> [Work required] Copy out the lines below word for word, leaving nothing out and changing nothing.

━━━ Records for processing ━━━

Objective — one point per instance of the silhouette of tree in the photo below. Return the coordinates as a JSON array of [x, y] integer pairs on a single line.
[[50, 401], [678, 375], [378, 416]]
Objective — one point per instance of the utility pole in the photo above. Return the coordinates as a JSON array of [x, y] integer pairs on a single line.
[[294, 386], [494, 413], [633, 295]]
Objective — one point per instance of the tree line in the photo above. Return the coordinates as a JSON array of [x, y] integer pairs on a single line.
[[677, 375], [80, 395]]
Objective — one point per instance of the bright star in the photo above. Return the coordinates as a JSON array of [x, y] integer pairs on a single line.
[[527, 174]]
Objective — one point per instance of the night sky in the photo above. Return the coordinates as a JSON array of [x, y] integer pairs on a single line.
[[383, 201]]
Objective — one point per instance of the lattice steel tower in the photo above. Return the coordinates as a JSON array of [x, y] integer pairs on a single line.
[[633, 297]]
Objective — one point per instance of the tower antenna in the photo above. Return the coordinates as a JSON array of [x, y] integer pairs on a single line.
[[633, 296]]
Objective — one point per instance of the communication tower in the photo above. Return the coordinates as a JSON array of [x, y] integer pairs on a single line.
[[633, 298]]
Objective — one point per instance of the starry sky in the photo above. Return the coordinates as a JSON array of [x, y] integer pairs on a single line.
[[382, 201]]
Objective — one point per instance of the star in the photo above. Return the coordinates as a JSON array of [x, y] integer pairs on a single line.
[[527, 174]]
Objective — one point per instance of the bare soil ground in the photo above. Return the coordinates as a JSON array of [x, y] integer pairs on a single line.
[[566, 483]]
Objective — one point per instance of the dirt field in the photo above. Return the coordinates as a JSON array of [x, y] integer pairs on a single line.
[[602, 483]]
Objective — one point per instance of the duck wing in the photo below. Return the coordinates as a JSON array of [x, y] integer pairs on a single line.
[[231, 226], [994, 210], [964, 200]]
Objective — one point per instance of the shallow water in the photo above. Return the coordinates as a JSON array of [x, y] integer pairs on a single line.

━━━

> [Output of the exercise]
Objective — one point per instance of the silhouette of tree in the photo below. Return the coordinates as a JSON array of [x, y] integer pairs on a single line.
[[50, 401], [678, 375], [378, 416]]
Objective — one point per instance of the utility pole in the photo above. Return the coordinates as a JSON array of [x, y] integer pairs on a single line.
[[294, 386], [494, 413], [633, 295]]
Objective — one point per instance of the tree line in the photo above. Return the coordinates as a JSON array of [x, y] integer pairs on a single line.
[[677, 375], [80, 395]]
Objective — one point per instance of the bright star in the photo above. Return the coordinates as a JSON array of [x, y] integer pairs on a single line.
[[527, 174]]
Objective — one point per instance of the night sky in the photo above. Return the coordinates as a JSON array of [x, y] integer pairs on a single line.
[[383, 201]]
Objective — one point per instance of the lattice steel tower in the photo above. Return the coordinates as a JSON array of [x, y] integer pairs on a single line.
[[633, 297]]
Objective — one point per instance of the tower antenna in the photo above. Return the coordinates as a JSON array of [x, y] integer pairs on a single line.
[[633, 296]]
Objective — one point per instance of the communication tower in the photo above. Return the coordinates as a JSON array of [x, y] integer pairs on a single line.
[[633, 298]]
Objective — one point per instance of the starry sky in the photo above. Return the coordinates as a JSON array of [x, y] integer pairs on a single line.
[[382, 201]]
Objective — one point per instance of the star in the photo above. Return the coordinates as a JSON array of [x, y] integer pairs on a single line.
[[527, 174]]
Objective — one point per instance of the bare soil ground in the photo above. Return the coordinates as a JSON array of [x, y] integer pairs on a single line.
[[566, 483]]
Objective — one point per instance of the dirt field in the photo above. Return the coordinates as a JSON array of [x, y] integer pairs on a single line.
[[602, 483]]
Objective — one point per instance of the duck wing in the photo below. Return the coordinates as a JSON array of [x, y] integer pairs on a single line.
[[231, 226], [994, 210], [964, 200]]
Objective — one point per instance of the shallow water in the photo above. Return the coordinates as a JSON array of [x, y] integer pairs on a single line.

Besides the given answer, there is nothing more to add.